*** Opening of Extract ***
Sole survivor of Australian mushroom poisoning grieves loss of wife and friends
Briefly

In Melbourne, Erin Patterson was convicted of murdering Heather Wilkinson, Gail Patterson and Don Patterson by poisoning them with beef Wellington pastries containing foraged death cap mushrooms in July 2023, and convicted of attempting to murder Ian Wilkinson. Patterson will be sentenced on Sept. 8 on three counts of murder and one of attempted murder. The prosecution seeks life without parole while defense lawyers seek eligibility for release after 30 years. Ian Wilkinson, who spent weeks in hospital and survived after a liver transplant, read a victim impact statement and said he feels only half alive without his wife. Justice Christopher Beale described the offending as horrendous.
Ian Wilkinson read the first victim impact statement in at a sentencing hearing for Erin Patterson at the Victoria state Supreme Court. The 50-year-old will be sentenced on Sept. 8 on three counts of murder and one of attempted murder. The prosecution argued for a life sentence without possibility of parole, while defense lawyers want her to become eligible for release after serving 30 years.
A jury convicted Patterson in July of murdering Wilkinson's wife Heather Wilkinson, her sister Gail Patterson, and her husband Don Patterson with a lunch of beef Wellington pastries and foraged death cap mushrooms in July 2023. Erin Patterson was also convicted of attempting to murder Ian Wilkinson, who spent weeks in the hospital and survived after receiving a liver transplant.
Wilkinson, a Baptist pastor, described his wife as a woman who took her faith seriously and was full of love, kindness, and self-control. "I only feel half alive without her," Wilkinson said before weeping. "It's one of the distressing shortcomings of our society that so much attention is showered on those who do evil and so little on those who do good," he added.
*** Close of Extract ***
### What you should do
Write out the passage from the mushroom poisoning article, from "Ian Wilkinson read" up to and including "a liver transplant.", word for word. The records that follow have no connection to the article on the mushroom poisoning case.
*** Opening of Exercise data ***
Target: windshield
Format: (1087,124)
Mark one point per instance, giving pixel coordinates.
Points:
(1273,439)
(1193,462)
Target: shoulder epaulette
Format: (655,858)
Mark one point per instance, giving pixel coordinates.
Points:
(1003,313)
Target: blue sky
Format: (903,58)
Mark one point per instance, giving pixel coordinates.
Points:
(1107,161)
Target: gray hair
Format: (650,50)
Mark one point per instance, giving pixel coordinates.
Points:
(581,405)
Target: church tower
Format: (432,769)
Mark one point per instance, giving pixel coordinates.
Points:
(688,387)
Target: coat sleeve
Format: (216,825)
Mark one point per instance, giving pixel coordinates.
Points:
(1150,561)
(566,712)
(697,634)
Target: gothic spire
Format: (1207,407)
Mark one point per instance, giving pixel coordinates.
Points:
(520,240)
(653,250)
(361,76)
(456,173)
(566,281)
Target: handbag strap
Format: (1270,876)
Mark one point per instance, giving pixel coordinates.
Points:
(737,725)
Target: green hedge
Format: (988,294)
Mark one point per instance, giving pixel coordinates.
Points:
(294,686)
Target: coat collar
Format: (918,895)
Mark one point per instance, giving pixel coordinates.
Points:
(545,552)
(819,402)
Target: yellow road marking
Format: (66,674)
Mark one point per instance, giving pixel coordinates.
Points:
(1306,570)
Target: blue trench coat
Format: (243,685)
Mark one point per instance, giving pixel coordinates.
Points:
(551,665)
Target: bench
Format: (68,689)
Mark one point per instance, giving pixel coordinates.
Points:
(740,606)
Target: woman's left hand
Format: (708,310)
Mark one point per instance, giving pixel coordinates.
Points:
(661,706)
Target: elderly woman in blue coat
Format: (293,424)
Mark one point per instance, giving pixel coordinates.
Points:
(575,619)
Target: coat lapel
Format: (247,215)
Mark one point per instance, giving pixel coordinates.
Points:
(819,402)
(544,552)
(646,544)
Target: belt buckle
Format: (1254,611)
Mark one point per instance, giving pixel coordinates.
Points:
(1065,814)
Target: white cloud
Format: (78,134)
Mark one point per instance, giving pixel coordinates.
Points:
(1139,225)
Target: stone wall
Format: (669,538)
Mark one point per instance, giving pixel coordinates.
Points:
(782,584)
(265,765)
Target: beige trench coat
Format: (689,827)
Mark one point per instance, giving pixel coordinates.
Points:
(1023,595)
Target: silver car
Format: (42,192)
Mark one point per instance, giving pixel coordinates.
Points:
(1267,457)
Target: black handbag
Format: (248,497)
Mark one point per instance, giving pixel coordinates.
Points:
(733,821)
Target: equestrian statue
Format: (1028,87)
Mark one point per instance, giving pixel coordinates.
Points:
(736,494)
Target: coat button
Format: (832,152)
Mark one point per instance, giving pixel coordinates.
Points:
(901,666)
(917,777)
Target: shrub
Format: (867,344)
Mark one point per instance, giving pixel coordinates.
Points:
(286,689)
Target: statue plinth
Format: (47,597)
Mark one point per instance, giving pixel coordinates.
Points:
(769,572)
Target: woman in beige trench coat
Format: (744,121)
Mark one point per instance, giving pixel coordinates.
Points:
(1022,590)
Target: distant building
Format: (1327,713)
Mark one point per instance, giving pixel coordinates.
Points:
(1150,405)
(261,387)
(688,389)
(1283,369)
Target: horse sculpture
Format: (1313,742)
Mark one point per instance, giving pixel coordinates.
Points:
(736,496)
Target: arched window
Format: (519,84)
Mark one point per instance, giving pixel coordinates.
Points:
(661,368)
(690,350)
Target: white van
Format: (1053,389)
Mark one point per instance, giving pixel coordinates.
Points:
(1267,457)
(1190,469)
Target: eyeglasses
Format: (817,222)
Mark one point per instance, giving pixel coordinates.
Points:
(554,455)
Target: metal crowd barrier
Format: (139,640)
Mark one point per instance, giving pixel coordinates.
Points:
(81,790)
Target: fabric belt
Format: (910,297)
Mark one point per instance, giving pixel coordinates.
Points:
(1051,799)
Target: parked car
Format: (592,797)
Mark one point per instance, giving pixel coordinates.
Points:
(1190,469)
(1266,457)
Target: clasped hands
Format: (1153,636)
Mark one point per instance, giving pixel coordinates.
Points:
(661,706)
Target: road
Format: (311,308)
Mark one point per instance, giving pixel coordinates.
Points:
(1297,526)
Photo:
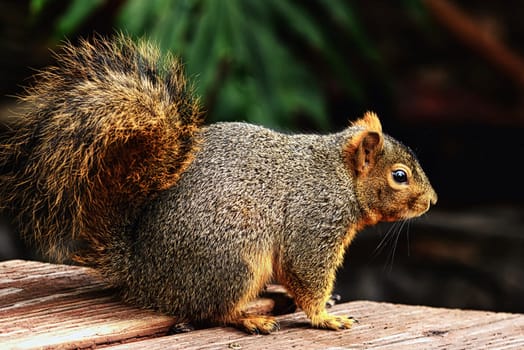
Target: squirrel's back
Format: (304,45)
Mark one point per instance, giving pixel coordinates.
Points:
(192,220)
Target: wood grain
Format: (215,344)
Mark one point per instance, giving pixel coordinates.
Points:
(46,306)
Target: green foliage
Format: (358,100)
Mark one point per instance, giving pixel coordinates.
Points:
(248,59)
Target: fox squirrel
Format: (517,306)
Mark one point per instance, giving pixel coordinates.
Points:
(110,164)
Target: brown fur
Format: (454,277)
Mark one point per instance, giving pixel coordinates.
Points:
(188,220)
(108,127)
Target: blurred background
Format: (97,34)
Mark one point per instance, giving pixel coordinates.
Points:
(446,77)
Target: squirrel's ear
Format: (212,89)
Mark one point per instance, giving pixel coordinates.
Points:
(369,121)
(362,148)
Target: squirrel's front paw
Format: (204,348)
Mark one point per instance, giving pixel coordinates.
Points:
(326,321)
(257,324)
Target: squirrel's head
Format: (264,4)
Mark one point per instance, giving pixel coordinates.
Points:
(389,181)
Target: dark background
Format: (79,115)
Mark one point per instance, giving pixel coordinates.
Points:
(448,82)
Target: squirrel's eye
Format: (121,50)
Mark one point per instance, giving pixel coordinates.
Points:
(400,176)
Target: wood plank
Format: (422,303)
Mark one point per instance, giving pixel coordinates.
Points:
(380,326)
(48,305)
(56,306)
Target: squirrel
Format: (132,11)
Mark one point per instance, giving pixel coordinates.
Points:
(112,165)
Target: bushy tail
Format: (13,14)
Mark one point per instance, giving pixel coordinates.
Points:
(108,127)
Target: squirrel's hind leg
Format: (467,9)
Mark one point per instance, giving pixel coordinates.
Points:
(255,324)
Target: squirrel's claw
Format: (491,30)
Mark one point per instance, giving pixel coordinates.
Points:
(257,324)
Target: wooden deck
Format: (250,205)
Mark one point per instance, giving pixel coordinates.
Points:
(57,306)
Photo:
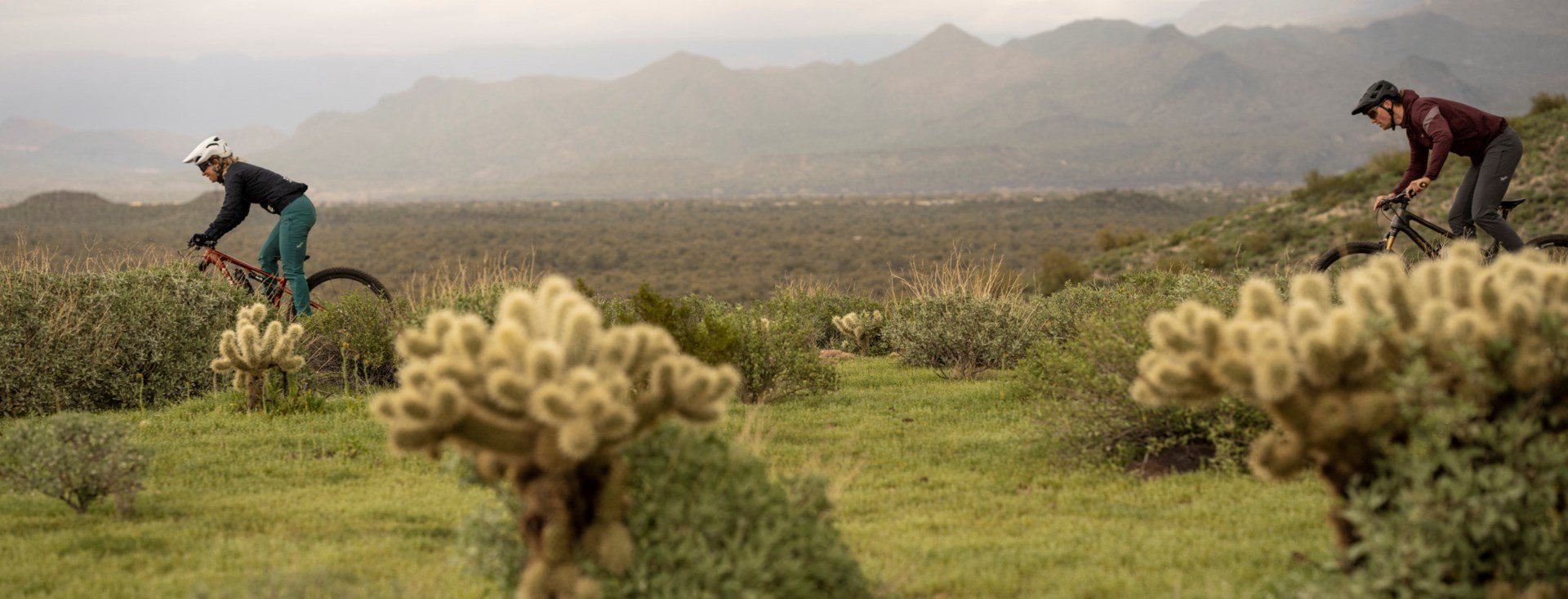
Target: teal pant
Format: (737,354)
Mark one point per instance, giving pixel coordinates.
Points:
(287,244)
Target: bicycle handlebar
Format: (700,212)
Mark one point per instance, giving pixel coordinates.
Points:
(1399,198)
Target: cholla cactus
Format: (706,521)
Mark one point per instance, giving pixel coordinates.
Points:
(546,399)
(250,353)
(1322,369)
(860,327)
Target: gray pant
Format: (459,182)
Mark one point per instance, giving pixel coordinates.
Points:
(1476,203)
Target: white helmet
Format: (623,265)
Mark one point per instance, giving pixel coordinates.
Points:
(207,150)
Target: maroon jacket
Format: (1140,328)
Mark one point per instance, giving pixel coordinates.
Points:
(1437,127)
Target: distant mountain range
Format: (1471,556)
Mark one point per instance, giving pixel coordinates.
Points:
(1090,104)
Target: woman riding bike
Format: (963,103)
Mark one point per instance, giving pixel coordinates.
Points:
(1437,127)
(245,184)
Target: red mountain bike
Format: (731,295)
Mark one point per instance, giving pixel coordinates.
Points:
(327,286)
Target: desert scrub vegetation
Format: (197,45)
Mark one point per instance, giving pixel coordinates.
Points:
(85,341)
(707,521)
(546,400)
(76,458)
(961,315)
(1087,361)
(862,331)
(352,346)
(770,346)
(1058,270)
(819,305)
(1421,397)
(777,358)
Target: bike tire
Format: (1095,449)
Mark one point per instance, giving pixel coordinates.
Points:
(1554,240)
(1353,248)
(344,273)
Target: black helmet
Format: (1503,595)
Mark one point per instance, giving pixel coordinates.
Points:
(1375,95)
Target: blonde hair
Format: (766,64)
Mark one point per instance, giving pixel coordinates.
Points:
(223,163)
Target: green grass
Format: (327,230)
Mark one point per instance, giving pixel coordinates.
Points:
(942,489)
(946,489)
(250,505)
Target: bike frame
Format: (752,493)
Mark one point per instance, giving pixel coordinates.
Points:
(1402,225)
(214,257)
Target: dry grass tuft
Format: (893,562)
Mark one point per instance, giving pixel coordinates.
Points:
(451,278)
(960,273)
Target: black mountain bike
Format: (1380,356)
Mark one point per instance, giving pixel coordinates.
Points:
(1405,221)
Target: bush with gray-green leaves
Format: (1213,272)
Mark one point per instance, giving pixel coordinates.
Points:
(963,334)
(76,458)
(707,522)
(100,341)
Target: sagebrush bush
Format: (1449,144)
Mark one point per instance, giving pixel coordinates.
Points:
(773,351)
(352,344)
(707,521)
(777,358)
(1470,507)
(102,341)
(697,324)
(1058,270)
(545,400)
(862,331)
(1493,337)
(963,334)
(76,458)
(1118,235)
(1097,334)
(816,306)
(1545,102)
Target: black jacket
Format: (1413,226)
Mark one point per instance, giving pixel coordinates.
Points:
(247,184)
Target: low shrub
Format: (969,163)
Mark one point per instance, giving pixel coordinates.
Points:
(100,341)
(76,458)
(707,521)
(775,351)
(352,346)
(1058,269)
(777,358)
(1090,358)
(1545,102)
(862,333)
(963,334)
(1118,235)
(698,324)
(816,306)
(1467,508)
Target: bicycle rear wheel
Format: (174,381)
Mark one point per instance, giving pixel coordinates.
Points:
(1348,256)
(332,286)
(1554,245)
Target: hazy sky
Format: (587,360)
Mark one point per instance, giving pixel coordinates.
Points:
(185,29)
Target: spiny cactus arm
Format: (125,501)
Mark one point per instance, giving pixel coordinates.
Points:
(608,539)
(419,421)
(632,350)
(697,389)
(1258,300)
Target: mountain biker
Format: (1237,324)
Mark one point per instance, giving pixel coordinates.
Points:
(245,184)
(1438,127)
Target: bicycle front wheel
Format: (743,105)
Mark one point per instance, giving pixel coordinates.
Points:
(1348,256)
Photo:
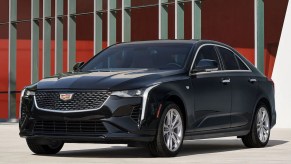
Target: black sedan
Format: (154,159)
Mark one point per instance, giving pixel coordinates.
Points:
(151,93)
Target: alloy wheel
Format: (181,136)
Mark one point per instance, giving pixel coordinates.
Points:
(263,124)
(173,130)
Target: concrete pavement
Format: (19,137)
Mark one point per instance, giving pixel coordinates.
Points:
(13,149)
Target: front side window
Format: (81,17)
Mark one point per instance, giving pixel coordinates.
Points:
(207,56)
(229,59)
(164,56)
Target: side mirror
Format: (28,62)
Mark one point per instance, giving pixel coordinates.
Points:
(206,65)
(77,66)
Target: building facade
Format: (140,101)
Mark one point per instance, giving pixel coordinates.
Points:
(39,38)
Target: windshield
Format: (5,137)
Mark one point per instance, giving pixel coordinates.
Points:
(140,56)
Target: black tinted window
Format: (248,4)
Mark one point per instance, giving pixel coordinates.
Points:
(140,56)
(242,66)
(229,59)
(208,53)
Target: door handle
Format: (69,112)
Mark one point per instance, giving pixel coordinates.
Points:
(252,80)
(225,81)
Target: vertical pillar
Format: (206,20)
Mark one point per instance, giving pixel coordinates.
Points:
(163,19)
(126,21)
(259,35)
(97,26)
(46,38)
(71,34)
(196,19)
(111,22)
(59,5)
(34,40)
(12,60)
(179,20)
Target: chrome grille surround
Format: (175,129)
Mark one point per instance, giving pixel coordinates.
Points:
(81,101)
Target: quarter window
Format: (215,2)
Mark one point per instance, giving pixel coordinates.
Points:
(207,53)
(229,59)
(242,66)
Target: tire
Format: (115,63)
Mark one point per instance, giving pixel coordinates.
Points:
(260,131)
(52,148)
(168,141)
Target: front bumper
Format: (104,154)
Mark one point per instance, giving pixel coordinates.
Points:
(115,117)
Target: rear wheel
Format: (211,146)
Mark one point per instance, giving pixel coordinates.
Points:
(170,135)
(52,148)
(260,131)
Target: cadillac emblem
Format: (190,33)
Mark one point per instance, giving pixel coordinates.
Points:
(66,96)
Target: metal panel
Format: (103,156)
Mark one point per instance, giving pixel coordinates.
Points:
(163,19)
(46,38)
(12,60)
(34,40)
(179,19)
(71,34)
(111,20)
(126,21)
(196,19)
(59,36)
(97,26)
(259,35)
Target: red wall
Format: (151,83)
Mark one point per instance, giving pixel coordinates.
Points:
(228,21)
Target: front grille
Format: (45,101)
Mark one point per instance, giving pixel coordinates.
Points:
(135,114)
(69,128)
(80,100)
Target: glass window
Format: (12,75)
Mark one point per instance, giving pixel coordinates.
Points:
(242,66)
(229,59)
(140,56)
(208,53)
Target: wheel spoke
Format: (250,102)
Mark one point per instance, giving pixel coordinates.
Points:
(263,129)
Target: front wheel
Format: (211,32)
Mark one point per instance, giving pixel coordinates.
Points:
(52,148)
(260,131)
(170,134)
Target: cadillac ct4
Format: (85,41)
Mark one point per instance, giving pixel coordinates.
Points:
(151,93)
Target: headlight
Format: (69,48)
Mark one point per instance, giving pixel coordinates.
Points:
(27,93)
(129,93)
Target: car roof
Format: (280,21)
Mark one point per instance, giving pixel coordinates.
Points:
(191,41)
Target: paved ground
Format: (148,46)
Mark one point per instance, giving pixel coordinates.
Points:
(13,149)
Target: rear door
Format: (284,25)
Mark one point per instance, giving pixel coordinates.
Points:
(212,94)
(244,87)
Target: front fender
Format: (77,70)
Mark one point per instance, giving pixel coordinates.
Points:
(161,94)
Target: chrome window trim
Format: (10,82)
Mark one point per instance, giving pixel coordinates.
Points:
(72,111)
(219,71)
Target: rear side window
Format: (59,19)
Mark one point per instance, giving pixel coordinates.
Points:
(207,53)
(242,66)
(229,59)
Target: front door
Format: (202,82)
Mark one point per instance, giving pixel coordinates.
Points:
(212,93)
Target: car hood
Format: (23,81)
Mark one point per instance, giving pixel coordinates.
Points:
(122,80)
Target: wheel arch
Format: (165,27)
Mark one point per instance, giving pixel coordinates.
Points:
(177,100)
(265,101)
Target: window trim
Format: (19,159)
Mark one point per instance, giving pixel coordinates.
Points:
(218,71)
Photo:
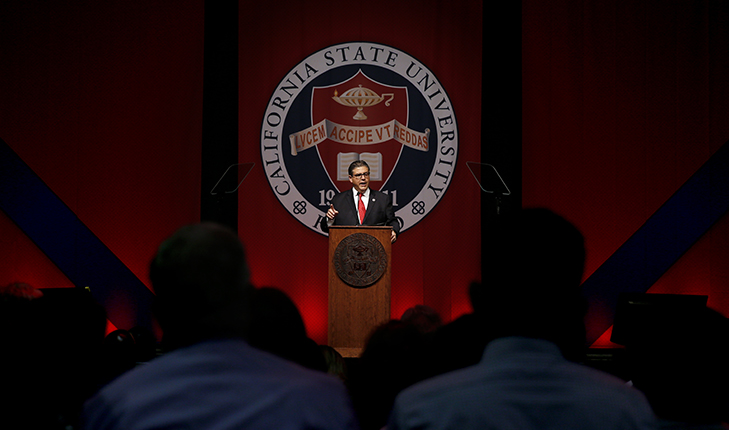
*** Close of Exercise data ***
### Result for this task
Ian Wilkinson read the first victim impact statement in at a sentencing hearing for Erin Patterson at the Victoria state Supreme Court. The 50-year-old will be sentenced on Sept. 8 on three counts of murder and one of attempted murder. The prosecution argued for a life sentence without possibility of parole, while defense lawyers want her to become eligible for release after serving 30 years.
A jury convicted Patterson in July of murdering Wilkinson's wife Heather Wilkinson, her sister Gail Patterson, and her husband Don Patterson with a lunch of beef Wellington pastries and foraged death cap mushrooms in July 2023. Erin Patterson was also convicted of attempting to murder Ian Wilkinson, who spent weeks in the hospital and survived after receiving a liver transplant.